◆ EXERCISE
Could you repeat every line from the one containing "post in the given photograph." through the last line below, with the wording left unchanged and each box coordinate multiplied by 2.5 and rounded to a whole number, halves rounding up?

________________________________________

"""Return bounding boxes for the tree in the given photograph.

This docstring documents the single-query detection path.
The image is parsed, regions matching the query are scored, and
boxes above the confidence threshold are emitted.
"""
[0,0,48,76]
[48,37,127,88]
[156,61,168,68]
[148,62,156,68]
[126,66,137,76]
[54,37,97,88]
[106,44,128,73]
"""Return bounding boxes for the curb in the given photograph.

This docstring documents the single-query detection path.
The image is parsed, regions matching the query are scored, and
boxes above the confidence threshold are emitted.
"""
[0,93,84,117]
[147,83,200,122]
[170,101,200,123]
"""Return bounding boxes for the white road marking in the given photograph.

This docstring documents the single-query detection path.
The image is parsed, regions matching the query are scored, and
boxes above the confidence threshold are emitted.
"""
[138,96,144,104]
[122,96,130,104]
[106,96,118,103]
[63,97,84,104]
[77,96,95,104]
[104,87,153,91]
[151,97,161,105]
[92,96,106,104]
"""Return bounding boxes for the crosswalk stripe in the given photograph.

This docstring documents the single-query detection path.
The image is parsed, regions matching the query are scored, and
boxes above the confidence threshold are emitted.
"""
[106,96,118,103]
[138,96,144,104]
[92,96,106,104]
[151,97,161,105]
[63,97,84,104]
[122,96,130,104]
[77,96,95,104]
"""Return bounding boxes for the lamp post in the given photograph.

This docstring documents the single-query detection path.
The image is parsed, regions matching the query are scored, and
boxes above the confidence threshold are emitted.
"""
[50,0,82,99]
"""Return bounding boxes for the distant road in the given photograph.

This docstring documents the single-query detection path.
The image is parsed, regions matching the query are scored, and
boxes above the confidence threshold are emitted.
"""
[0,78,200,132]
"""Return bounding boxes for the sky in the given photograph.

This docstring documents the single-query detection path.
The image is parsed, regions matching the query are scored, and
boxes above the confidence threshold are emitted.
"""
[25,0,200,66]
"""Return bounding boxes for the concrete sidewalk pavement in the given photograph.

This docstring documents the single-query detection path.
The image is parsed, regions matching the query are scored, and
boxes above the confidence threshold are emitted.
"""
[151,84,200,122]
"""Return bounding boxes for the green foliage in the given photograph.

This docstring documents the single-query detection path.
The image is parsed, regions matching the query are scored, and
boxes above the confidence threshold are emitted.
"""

________________________________________

◆ FINISHED ANSWER
"""Return bounding boxes for the lamp post in the given photograph.

This docstring documents the single-query detection path.
The image is parsed, regions matching the query are scored, and
boxes above the confidence threshold are emitted.
"""
[125,0,205,248]
"""Return bounding boxes for the distant road in the given photograph.

This docstring documents the single-query detection path.
The image is parsed, regions matching the query are scored, and
boxes above the confidence threshold are emitted.
"""
[0,195,500,330]
"""Return bounding boxes for the sky in the given photograph.

This docstring documents the single-query detection path.
The image is parsed, regions matching the query are scored, and
boxes above the confidence threshold are emitted.
"""
[63,0,500,165]
"""Return bounding boxes for the concrete sidewalk pavement in the given photograph.

This docstring documents the single-query detection path.
The image is parsed, regions matching the query are scored, and
boxes above the confidence threshold are emitted.
"""
[378,210,500,305]
"""Return bounding boxes for the green foliage in the given photograph.

This docstring documents the single-query detection path.
The image is parsed, regions matching the query are scored, and
boxes above the confidence threshold are emitted.
"""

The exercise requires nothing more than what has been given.